Exact reproduction is required for all entries.
==============================
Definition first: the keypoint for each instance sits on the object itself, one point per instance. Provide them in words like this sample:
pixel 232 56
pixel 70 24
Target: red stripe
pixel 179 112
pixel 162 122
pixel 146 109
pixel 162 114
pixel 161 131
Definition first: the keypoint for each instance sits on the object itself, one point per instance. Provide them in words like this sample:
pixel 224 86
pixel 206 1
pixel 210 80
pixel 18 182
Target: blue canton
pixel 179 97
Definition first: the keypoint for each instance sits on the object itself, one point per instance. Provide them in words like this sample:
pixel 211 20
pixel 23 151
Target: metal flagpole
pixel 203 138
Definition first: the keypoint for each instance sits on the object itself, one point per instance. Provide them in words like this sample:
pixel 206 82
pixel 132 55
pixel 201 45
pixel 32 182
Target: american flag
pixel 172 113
==============================
## Task solution:
Definition first: the keypoint for each instance sits on the object itself, one point per instance. Provide them in words like this sample:
pixel 232 56
pixel 70 24
Target: red stripe
pixel 179 112
pixel 162 122
pixel 146 109
pixel 162 114
pixel 161 131
Definition first: the keypoint for each instance sits on the object itself, one point per instance. Provide them in words like this sample:
pixel 224 86
pixel 206 1
pixel 210 80
pixel 18 182
Target: blue canton
pixel 179 97
Definition first: the keypoint for each instance sits on the object itself, one point per instance. Provide them in words like this sample:
pixel 211 20
pixel 23 151
Target: metal flagpole
pixel 203 138
Definition first: the keypoint for each instance sits on the object itself, one point per instance. Provide them in words like this sample:
pixel 206 82
pixel 132 55
pixel 201 45
pixel 32 182
Target: american flag
pixel 172 113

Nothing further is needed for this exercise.